### DATA EXCERPTS

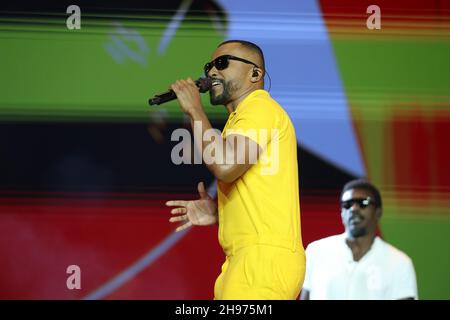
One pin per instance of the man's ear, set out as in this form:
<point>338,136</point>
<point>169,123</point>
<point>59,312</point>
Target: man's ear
<point>378,213</point>
<point>256,74</point>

######

Repeat all the data above without the pictures, keeping every line as it is except the answers, where 118 is added to each point coordinate.

RESPONSE TO THE TASK:
One pin per instance of the man's ear, set out as in this form:
<point>338,136</point>
<point>169,123</point>
<point>59,312</point>
Target: man's ear
<point>496,331</point>
<point>374,192</point>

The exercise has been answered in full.